INSTRUCTIONS FOR THE TASK — Scan the listing beneath this sentence. Report each line with the word "wire".

PROVIDED INFORMATION —
▼▼▼
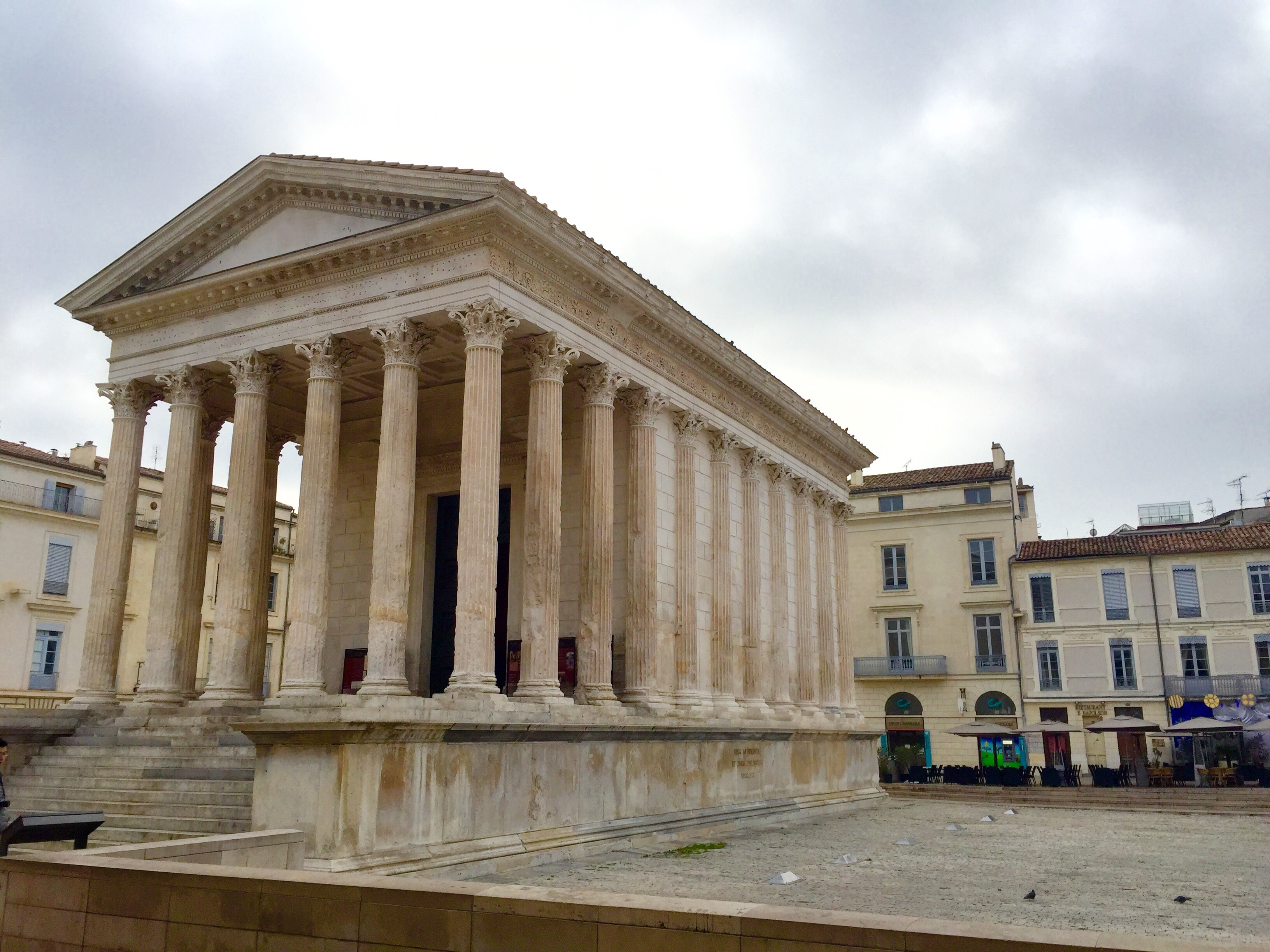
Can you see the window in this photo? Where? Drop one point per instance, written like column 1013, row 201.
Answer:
▲▲▲
▼▼▼
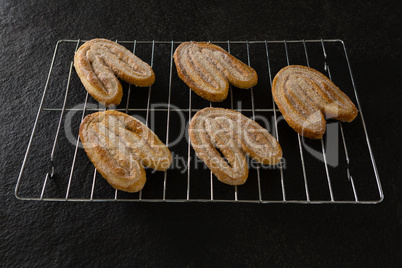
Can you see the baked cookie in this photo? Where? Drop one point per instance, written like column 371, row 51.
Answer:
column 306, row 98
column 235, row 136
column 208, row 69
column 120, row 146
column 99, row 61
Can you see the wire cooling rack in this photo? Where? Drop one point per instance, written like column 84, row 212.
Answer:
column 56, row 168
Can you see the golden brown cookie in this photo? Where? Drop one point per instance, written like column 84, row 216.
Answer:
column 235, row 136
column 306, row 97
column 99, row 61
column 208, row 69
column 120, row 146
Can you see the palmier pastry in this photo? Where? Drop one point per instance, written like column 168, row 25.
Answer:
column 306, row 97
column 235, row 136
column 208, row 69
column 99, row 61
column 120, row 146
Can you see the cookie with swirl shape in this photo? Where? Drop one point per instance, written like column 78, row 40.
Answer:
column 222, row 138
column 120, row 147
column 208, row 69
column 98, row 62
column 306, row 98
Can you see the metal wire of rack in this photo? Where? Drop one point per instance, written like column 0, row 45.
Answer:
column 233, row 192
▲▲▲
▼▼▼
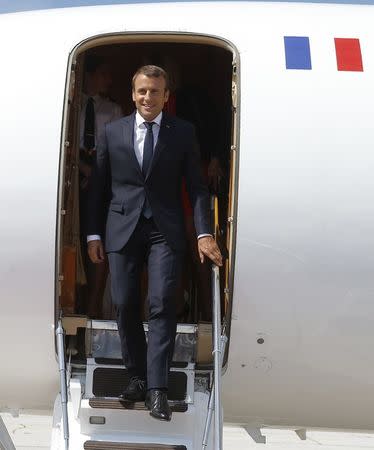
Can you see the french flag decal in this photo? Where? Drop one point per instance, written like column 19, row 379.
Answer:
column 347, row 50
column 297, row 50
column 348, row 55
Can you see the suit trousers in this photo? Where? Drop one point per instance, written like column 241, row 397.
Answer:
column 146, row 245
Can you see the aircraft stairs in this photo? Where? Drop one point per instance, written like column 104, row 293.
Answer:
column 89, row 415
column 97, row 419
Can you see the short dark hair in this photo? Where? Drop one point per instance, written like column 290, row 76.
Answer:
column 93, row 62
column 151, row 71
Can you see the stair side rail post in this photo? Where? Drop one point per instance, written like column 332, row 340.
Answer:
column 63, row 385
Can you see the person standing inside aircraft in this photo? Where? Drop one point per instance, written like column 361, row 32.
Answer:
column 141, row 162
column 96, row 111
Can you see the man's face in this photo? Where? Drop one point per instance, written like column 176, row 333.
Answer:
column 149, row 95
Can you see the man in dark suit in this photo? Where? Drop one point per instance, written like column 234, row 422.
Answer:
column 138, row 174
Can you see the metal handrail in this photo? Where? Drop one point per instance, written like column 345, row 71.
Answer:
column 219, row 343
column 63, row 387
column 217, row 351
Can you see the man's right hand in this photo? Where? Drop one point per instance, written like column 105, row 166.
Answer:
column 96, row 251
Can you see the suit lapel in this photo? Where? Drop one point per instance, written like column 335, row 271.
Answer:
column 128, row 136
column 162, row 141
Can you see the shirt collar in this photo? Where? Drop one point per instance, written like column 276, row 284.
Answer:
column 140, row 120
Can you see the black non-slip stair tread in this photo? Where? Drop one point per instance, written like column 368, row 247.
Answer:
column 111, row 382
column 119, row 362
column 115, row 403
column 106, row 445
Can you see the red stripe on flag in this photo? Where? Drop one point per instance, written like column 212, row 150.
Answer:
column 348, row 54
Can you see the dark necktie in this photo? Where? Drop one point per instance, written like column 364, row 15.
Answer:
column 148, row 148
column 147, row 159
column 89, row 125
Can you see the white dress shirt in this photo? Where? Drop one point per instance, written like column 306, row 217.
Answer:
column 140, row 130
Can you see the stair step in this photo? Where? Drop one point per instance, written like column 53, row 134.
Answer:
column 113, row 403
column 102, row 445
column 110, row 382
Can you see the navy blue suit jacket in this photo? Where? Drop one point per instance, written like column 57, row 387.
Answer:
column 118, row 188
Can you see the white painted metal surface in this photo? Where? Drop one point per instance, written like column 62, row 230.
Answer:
▲▲▲
TASK RESPONSE —
Can you see the wire cooling rack in this photo? Where? Drop one point per instance, written like column 84, row 212.
Can you see the metal wire of rack in this photo? Where? Drop one point per instance, written like column 0, row 45.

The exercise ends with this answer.